Selected extract:
=-=-=-=-=

Andrea Peyser

Andrea Peyser

Opinion

As a Jew, I am terrified about what America has become

For Jews in America and around the world, Israel represents a thriving land of survival and opportunity, and not only for my people.

Nowhere else in the Middle East are those of all races, religions, sexes and
sexual orientations welcome to live in peace and prosperity.

Now the dream is dying — thwarted by people who’d like nothing better than to see Israel wiped from the map.

It’s a sad day across the United States and abroad as whiny, privileged college students and thrill-seeking provocateurs, egged on by leftist professors, the “mainstream” news media and numbskull politicians, foment pro-terrorist, anti-Jewish violence.

They prove, once again, that no place is safe for Jews.

My parents, originally from Europe, fled in the 1930s to what was known at the time as the British Mandate for Palestine – now Israel – then immigrated to New York City.

=-=-=-=-=

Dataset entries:
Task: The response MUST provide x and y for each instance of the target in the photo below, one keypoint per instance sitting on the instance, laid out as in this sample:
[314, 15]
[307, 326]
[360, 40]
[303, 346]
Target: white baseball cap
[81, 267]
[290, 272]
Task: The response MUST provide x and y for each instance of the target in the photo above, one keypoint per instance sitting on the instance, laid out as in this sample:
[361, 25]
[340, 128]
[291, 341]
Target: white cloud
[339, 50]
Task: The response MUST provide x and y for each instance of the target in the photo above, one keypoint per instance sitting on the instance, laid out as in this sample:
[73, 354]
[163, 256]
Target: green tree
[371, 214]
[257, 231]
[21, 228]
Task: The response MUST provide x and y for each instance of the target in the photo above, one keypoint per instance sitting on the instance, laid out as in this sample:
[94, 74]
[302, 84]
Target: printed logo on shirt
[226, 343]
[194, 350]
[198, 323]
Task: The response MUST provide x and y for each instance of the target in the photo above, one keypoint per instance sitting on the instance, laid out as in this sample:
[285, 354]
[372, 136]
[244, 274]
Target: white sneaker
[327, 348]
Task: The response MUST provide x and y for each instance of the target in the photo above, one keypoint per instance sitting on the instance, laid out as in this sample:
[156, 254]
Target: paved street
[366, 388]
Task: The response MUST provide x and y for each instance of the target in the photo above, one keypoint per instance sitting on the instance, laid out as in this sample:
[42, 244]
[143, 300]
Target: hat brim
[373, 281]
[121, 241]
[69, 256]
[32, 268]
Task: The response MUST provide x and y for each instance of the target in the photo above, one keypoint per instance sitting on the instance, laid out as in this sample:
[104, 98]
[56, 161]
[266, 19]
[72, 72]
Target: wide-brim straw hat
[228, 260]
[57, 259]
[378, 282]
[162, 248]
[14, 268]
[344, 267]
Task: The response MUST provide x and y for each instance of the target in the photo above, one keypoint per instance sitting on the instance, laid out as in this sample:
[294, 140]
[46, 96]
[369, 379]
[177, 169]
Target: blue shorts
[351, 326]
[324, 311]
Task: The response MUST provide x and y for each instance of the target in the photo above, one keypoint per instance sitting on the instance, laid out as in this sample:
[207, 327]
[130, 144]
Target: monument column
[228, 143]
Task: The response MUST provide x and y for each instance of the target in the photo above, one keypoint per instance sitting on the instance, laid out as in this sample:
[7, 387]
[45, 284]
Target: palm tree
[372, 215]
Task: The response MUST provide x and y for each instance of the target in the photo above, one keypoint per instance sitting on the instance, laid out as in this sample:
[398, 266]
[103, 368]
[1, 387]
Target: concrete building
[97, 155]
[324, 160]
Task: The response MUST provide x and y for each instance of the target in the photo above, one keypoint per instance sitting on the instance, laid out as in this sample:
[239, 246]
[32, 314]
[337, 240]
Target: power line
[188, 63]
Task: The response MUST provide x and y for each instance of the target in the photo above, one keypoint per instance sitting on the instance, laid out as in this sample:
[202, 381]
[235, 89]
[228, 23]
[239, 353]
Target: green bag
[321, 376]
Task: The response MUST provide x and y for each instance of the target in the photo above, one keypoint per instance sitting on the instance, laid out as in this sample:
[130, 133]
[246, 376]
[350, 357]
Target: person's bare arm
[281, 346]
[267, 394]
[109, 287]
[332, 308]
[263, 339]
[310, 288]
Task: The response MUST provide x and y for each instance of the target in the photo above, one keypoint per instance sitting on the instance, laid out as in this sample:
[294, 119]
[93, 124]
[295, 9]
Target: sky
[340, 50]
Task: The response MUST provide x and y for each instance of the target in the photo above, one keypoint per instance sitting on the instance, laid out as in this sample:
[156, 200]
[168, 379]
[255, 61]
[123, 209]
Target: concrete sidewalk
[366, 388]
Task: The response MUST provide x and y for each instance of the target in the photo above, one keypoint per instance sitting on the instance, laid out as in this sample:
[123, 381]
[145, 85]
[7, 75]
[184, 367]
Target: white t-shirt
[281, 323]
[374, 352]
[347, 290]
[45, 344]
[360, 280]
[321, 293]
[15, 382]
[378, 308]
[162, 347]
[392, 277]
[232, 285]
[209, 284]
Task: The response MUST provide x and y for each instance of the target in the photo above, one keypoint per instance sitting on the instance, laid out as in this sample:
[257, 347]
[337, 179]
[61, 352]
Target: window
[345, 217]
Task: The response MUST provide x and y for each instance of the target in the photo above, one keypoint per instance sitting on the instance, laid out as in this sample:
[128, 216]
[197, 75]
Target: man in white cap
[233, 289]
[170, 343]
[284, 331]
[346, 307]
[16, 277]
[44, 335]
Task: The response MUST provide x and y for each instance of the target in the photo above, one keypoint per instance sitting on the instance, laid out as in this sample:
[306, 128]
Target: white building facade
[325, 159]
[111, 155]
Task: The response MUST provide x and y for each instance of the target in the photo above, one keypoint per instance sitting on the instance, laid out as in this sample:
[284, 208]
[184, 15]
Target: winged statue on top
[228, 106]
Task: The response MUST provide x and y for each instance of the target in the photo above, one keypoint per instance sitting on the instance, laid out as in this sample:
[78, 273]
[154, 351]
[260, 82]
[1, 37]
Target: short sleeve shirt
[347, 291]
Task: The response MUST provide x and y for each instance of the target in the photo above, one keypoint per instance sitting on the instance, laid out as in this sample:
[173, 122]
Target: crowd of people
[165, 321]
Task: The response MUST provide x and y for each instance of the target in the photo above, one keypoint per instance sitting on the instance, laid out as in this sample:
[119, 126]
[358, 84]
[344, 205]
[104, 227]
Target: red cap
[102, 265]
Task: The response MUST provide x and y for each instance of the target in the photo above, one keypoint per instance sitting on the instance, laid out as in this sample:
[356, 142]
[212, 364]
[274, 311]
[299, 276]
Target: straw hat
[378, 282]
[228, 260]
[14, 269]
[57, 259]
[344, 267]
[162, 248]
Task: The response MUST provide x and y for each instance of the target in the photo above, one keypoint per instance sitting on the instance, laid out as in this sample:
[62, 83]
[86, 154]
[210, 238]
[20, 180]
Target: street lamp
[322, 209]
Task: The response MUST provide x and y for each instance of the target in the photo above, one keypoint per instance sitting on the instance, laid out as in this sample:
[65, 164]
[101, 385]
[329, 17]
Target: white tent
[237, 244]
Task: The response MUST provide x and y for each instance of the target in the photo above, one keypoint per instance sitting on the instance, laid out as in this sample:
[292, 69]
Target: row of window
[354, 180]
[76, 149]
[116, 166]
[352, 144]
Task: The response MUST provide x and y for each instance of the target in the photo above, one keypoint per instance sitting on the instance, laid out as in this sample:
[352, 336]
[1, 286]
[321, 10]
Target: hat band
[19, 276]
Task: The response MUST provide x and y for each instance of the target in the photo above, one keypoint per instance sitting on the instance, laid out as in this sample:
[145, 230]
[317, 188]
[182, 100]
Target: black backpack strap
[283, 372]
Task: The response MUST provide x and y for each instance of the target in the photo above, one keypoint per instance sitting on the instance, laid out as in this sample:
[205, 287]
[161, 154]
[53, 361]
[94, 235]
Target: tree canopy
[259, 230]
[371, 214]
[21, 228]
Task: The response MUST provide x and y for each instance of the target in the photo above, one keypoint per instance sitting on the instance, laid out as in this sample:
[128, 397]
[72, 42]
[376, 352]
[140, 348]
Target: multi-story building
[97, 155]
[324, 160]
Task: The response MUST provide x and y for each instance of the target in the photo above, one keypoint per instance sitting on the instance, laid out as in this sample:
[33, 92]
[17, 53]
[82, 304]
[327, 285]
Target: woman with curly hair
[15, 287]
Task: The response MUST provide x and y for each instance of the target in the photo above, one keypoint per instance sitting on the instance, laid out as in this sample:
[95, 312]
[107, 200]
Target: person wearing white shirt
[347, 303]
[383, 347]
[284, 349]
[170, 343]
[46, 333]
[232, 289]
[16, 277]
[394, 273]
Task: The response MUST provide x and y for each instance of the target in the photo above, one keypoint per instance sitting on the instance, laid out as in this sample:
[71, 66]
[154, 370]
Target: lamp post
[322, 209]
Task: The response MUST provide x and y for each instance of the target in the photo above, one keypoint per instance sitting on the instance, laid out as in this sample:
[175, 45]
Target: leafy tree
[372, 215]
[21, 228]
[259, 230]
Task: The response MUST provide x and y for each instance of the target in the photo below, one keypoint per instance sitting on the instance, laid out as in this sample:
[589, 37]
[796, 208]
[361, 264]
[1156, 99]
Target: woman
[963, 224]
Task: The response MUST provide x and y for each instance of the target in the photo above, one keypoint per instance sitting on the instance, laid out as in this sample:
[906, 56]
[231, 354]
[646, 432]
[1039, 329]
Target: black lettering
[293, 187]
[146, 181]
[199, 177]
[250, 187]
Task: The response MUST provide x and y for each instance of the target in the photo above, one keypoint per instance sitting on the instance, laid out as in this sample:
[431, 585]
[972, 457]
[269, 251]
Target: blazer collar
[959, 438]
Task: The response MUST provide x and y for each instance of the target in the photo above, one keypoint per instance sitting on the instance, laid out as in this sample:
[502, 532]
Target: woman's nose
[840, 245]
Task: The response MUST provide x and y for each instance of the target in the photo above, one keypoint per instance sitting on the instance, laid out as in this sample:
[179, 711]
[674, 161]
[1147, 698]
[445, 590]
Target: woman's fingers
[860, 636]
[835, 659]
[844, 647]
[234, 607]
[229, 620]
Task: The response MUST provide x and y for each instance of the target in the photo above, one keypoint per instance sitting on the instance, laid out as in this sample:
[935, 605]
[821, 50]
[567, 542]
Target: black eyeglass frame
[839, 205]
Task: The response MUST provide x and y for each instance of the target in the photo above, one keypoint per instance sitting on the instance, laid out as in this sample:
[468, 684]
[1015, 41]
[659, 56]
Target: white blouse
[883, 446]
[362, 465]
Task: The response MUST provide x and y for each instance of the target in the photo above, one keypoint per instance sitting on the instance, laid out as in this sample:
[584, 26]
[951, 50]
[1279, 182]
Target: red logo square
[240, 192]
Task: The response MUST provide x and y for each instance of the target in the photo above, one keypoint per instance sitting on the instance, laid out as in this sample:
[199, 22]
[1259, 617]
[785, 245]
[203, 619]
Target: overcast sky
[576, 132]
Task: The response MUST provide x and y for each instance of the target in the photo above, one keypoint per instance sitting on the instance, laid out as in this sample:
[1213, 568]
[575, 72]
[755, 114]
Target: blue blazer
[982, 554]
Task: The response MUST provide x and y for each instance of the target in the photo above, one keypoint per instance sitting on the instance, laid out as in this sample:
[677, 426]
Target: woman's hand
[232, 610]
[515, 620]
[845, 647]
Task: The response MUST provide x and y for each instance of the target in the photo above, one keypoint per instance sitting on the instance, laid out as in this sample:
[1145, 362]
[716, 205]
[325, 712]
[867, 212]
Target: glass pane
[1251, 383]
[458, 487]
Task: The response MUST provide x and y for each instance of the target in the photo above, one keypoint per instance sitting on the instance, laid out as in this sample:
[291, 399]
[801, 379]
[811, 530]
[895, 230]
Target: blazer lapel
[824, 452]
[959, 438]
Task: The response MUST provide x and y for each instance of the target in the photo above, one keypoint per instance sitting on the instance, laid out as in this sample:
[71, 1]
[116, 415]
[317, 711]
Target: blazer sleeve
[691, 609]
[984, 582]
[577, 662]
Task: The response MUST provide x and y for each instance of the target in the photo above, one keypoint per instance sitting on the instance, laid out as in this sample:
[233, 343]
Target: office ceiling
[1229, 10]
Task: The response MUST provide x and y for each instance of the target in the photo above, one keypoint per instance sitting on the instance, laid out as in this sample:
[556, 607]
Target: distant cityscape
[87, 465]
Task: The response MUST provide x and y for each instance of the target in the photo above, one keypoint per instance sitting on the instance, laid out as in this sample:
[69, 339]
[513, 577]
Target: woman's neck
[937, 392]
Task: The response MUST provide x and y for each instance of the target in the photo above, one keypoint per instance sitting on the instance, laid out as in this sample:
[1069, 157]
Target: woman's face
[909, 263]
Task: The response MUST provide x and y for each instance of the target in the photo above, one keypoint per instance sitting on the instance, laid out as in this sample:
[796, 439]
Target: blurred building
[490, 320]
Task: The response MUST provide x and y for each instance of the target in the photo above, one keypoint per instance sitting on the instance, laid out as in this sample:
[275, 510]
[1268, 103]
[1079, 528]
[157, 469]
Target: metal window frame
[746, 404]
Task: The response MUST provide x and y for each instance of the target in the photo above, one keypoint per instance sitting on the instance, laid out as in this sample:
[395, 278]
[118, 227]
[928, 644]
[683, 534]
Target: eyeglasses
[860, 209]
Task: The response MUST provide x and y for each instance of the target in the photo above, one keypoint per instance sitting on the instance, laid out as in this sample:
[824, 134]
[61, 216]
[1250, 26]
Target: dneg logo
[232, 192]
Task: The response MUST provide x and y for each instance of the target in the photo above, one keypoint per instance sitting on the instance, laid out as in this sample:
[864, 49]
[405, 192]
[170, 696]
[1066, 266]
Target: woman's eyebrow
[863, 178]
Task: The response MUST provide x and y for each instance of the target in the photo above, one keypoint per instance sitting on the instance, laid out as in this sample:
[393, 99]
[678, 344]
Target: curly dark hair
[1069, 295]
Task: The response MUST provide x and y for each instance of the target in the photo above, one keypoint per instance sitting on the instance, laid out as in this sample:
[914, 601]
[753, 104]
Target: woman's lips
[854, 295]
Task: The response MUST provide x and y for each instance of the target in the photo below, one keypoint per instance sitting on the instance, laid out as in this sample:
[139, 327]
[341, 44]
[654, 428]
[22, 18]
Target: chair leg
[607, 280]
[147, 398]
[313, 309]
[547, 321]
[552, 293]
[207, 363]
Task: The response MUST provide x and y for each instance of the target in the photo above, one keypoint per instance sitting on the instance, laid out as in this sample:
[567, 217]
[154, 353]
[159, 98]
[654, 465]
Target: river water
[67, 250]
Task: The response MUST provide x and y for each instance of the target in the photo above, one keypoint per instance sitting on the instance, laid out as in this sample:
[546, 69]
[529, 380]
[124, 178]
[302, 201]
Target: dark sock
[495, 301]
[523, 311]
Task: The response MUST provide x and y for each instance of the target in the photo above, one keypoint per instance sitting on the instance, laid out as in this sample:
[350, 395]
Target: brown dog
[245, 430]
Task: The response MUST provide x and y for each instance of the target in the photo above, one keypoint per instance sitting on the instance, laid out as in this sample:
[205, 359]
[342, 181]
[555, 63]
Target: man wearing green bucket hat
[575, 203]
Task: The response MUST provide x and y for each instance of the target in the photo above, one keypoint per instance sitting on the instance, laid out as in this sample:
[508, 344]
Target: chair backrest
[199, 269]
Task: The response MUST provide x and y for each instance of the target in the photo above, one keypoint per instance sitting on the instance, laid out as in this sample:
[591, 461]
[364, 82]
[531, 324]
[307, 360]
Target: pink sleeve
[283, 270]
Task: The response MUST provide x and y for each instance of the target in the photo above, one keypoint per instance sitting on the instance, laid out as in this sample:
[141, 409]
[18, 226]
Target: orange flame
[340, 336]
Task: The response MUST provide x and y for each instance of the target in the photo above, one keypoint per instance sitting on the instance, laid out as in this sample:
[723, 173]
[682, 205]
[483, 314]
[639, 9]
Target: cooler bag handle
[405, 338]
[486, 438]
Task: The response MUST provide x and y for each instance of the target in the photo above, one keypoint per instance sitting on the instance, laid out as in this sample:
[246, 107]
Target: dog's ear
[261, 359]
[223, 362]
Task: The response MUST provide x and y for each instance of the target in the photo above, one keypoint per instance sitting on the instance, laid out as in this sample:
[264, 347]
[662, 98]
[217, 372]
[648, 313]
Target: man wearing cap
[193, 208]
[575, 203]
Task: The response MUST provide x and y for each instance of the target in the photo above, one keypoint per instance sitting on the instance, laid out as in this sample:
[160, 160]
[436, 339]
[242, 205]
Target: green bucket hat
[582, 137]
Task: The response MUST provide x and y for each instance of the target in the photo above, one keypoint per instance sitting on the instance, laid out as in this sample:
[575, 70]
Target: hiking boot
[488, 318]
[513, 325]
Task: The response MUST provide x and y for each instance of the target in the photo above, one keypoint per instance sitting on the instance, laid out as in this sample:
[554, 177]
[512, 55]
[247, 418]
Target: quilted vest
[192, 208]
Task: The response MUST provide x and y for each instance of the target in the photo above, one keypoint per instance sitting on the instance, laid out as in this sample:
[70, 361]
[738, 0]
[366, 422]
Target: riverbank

=-=-=-=-=

Complete the following:
**A)** In the opinion column, where did the writer's parents flee in the 1930s?
**B)** Extend the opinion column on Jewish fear in America, picking up right after its final sentence.

Answer list:
**A)** They fled to what was then the British Mandate for Palestine, now Israel.

**B)**
They believed that raising children here would give us the greatest chance to escape the antisemitism with which they grew up.

They never lived to see the day that, ironically, Germany is a better place for the Jewish people than the USA.

In Germany, a great number of whose inhabitants are ashamed of their forebears’ attempts at Jewish elimination, expressions of Nazism is against the law and government officials are determined to erase the memory of Adolf Hitler’s Final Solution of the Jewish Problem: Genocide.

But in America, these atrocities are too often considered Constitutionally protected free expression. Even when free speech morphs into hate speech.

Even when hate speech leads seamlessly to physical violence.

Even when it’s shamefully practiced by other Jews.

A campaign aimed at appeasing the terrorists while sucking up to those who’d gladly wipe Israel from the map began in earnest not long after Hamas fighters massacred more than 1,200 souls in Israel and snatched scores of men, women, and children as hostages on Oct. 7, 2023.

Israel’s justified retaliation for this unprovoked bloodshed led not to US solidarity with the grieving nation, but to a campaign of appeasement with the monsters.

Almost from the beginning, various news outlets lined up behind Hamas, quoting without skepticism the terror organization’s count of tens of thousands “civilian” deaths and ignoring the fact that the terrorists count their own savage combatants as innocents.

It all conspires to justify vicious Jew hatred that has bubbled under and above the surface for eons.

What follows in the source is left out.